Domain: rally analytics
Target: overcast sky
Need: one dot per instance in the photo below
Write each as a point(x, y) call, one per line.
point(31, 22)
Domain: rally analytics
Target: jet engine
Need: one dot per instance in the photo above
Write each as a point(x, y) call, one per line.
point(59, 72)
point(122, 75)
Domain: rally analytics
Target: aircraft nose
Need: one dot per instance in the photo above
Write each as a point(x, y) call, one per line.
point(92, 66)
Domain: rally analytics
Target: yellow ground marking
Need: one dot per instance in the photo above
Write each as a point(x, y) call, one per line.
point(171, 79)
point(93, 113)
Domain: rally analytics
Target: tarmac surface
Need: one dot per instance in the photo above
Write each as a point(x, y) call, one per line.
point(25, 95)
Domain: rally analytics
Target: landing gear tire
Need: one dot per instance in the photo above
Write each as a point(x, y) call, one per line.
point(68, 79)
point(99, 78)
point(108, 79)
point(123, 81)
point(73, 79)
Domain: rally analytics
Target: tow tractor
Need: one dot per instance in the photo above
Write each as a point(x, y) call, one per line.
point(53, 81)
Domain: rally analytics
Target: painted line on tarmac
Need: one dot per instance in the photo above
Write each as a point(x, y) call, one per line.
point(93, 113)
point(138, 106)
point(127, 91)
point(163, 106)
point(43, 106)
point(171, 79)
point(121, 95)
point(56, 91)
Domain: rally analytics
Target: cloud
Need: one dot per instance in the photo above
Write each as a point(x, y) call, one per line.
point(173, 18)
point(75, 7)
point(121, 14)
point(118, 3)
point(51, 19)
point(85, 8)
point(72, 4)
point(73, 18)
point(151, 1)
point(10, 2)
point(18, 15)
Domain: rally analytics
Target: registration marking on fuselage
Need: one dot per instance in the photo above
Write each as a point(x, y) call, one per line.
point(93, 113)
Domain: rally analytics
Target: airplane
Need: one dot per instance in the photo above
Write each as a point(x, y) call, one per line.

> TO DO
Edit the data above so that each "rally analytics" becomes "airport operations", keeping every other line and character the same.

> RESULT OF THE EXERCISE
Domain: airport operations
Target: overcast sky
Need: one dot per instance in the photo below
Write each as a point(x, y) call, one per line.
point(31, 22)
Domain: airport operations
Target: jet engine
Need: one dot per instance in the photo above
Write each as a point(x, y) call, one per line.
point(59, 72)
point(122, 75)
Domain: airport operations
Target: aircraft nose
Need: one dot per instance in the photo above
Write each as a point(x, y) call, one per line.
point(92, 66)
Domain: airport operations
Target: yellow ground marking
Need: one dot per instance in the photo above
Write each as a point(x, y) call, one per line.
point(171, 79)
point(93, 113)
Domain: airport operations
Target: tarmac surface
Need: one dot per instance in the photo above
Write each as a point(x, y) call, one per line.
point(25, 95)
Domain: airport operations
Target: landing gear tire
Need: one dot per instance in the photo above
Write each as a point(x, y) call, one per line.
point(68, 79)
point(99, 78)
point(108, 79)
point(123, 81)
point(73, 79)
Domain: airport operations
Target: tow tractor
Need: one dot per instance in the photo above
Write each as a point(x, y) call, one per line.
point(53, 81)
Domain: airport operations
Target: painted line on tarmac
Need: one dot per instance in the photo above
Write each as a point(x, y) call, one per line.
point(93, 113)
point(138, 106)
point(127, 91)
point(163, 106)
point(43, 106)
point(171, 79)
point(121, 95)
point(56, 91)
Domain: airport operations
Target: cloud
Need: one dot per instance in the photo above
Write each as a point(x, y) call, one per line.
point(173, 18)
point(75, 7)
point(121, 14)
point(118, 3)
point(51, 19)
point(85, 8)
point(72, 4)
point(73, 18)
point(151, 1)
point(10, 2)
point(18, 15)
Domain: airport operations
Target: registration marking on fuselage
Need: one dot per instance in the photo above
Write each as a point(x, y) call, one per line.
point(93, 113)
Domain: airport operations
Target: airplane
Need: one dot per instance in the photo above
Write each as a point(x, y) call, one per line.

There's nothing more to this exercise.